* [Challenge]
Find every line in the records that contains the string "green" and copy each one. Matching is case-sensitive.

— Start —

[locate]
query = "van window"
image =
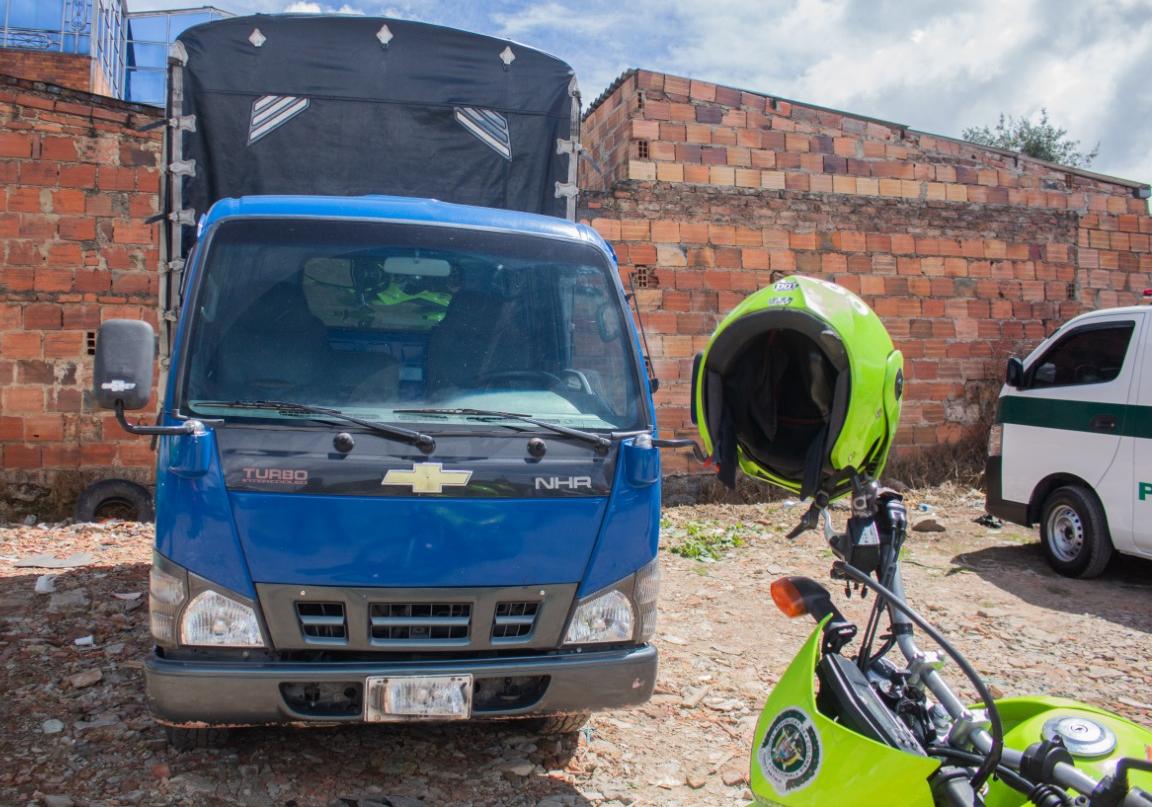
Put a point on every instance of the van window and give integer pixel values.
(1093, 353)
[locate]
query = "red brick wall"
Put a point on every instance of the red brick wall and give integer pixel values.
(69, 70)
(968, 253)
(76, 184)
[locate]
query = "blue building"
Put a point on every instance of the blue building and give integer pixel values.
(149, 36)
(98, 45)
(81, 28)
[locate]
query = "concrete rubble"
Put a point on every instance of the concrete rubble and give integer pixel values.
(78, 732)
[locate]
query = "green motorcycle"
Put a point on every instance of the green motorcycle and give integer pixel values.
(801, 387)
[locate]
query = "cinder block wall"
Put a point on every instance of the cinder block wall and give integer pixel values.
(77, 183)
(968, 253)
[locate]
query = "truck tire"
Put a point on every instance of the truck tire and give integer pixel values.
(114, 499)
(559, 724)
(191, 739)
(1074, 532)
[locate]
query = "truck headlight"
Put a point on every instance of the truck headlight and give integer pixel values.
(601, 618)
(166, 594)
(645, 594)
(213, 618)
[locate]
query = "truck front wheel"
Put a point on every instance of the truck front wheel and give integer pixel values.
(1074, 532)
(190, 739)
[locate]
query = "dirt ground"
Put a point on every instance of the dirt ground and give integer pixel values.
(76, 729)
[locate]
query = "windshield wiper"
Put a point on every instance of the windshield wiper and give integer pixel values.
(601, 442)
(418, 439)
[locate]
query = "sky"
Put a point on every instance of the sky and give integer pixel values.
(937, 66)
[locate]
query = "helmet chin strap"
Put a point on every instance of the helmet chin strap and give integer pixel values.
(864, 497)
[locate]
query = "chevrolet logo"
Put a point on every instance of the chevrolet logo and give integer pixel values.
(427, 478)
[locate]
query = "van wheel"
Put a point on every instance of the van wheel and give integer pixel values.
(1074, 532)
(114, 499)
(190, 739)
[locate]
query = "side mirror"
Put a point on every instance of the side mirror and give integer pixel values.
(1014, 375)
(122, 373)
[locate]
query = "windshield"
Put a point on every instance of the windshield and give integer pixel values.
(373, 318)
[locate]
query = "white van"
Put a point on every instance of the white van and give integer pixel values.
(1071, 447)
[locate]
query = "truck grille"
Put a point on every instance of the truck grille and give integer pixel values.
(393, 621)
(323, 622)
(419, 622)
(514, 619)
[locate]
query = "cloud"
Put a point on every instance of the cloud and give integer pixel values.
(317, 8)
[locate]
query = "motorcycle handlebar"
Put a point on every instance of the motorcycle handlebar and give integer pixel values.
(1065, 775)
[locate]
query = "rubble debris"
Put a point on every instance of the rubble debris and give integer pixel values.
(86, 678)
(45, 561)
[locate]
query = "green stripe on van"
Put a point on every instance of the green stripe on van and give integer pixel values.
(1075, 416)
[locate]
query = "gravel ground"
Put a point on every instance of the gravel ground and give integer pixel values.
(77, 730)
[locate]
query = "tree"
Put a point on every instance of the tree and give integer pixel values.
(1041, 139)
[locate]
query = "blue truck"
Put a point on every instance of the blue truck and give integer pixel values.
(407, 462)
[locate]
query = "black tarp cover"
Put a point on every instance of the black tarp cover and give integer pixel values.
(324, 107)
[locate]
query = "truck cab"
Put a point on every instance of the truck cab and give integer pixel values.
(1071, 446)
(407, 459)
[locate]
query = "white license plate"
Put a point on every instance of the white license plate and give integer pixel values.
(407, 698)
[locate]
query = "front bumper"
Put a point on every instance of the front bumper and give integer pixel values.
(251, 693)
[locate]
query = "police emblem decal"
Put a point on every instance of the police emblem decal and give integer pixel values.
(790, 754)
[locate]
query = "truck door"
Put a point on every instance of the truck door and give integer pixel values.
(1068, 415)
(1135, 486)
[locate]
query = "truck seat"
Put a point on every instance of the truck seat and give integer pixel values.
(478, 336)
(275, 349)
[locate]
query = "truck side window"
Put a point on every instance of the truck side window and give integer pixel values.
(1093, 353)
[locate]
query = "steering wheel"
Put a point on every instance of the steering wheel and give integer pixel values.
(490, 380)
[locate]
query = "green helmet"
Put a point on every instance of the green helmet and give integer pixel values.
(800, 386)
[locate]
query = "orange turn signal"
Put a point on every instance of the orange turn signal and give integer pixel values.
(788, 598)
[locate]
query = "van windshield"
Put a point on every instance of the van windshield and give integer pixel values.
(377, 318)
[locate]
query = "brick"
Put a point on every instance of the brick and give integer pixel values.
(139, 233)
(43, 317)
(16, 144)
(22, 400)
(19, 344)
(21, 456)
(76, 228)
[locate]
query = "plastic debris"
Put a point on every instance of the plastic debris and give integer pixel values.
(45, 584)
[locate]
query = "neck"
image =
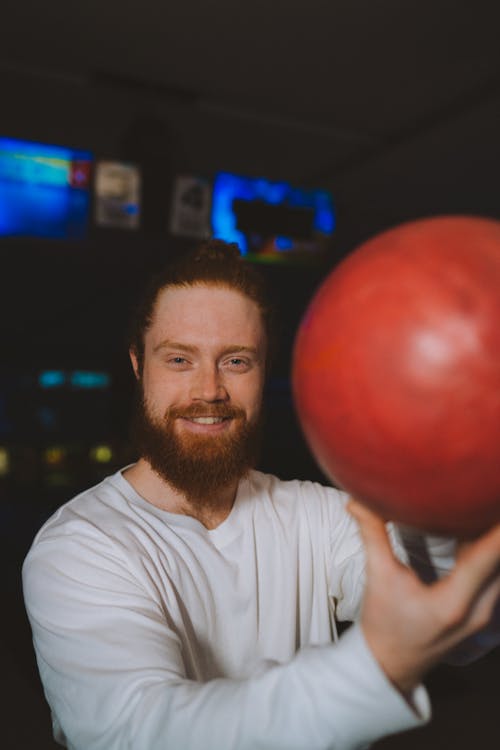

— End —

* [Answer to this task]
query = "green motorcycle"
Put a point on every instance of the green motorcycle and give integer pixel values.
query = "green stripe on van"
Put a point on every instance of the green stripe on van and give integer pixel values.
query = "green helmet"
Put a point on every instance of the green helmet and give integer pixel values.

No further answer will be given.